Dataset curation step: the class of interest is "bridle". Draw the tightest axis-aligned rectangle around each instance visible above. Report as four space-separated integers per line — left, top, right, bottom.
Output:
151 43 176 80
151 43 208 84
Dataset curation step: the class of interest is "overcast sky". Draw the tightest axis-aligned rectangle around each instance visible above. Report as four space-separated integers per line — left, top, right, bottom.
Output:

...

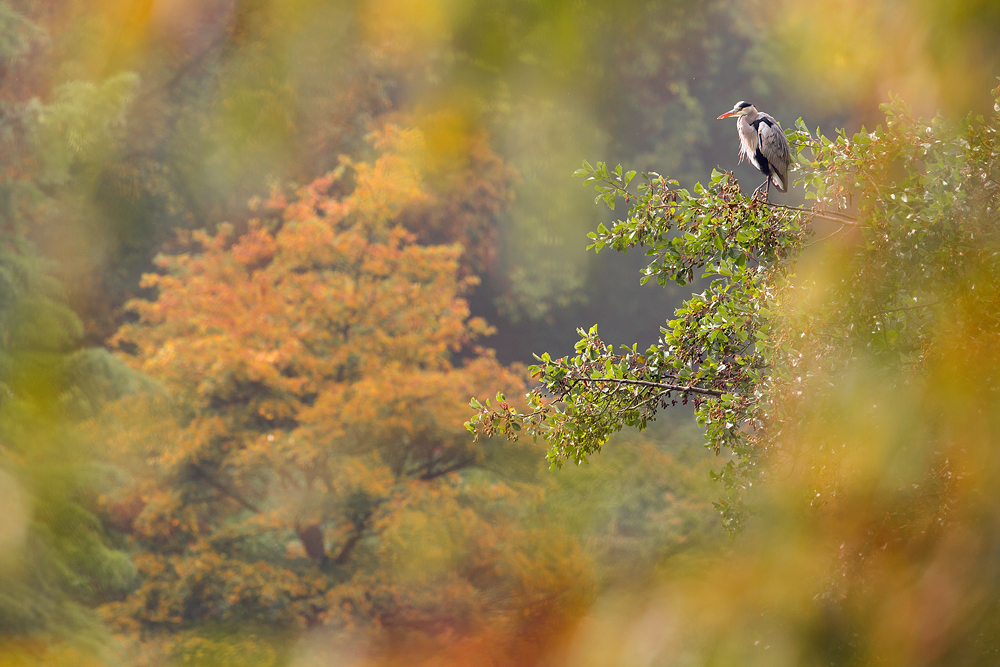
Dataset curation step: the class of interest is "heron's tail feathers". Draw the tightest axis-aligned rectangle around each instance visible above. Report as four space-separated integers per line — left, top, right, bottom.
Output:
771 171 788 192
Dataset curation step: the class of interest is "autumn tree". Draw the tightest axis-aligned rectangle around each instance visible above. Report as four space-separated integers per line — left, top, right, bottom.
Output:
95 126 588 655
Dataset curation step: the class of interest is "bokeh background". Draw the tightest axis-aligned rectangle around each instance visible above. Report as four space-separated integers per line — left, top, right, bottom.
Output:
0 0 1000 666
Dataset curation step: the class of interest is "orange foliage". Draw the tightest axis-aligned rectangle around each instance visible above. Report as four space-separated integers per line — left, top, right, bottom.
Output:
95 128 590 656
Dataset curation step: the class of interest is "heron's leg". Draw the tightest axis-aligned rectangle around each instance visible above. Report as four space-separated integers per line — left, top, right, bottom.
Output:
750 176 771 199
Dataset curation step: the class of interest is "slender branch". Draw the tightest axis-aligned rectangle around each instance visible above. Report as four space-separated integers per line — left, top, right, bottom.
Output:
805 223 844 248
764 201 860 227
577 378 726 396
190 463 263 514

### To do
Find every line in the rows above that contains the word "heron", and copy each of those lines.

### Task solution
Dataset curation step: the class of interest is "heron's tail feathers". Draw the tightest axis-aligned rectangle around each instance visible above. Report as four space-separated integers per line — left, top, right, bottom.
Dataset curation step: the class of interest is "heron's leg". Draw the tightest axis-aligned rectangle around each instance visible above. Report as four space-separated integers per line — left, top, right, bottom.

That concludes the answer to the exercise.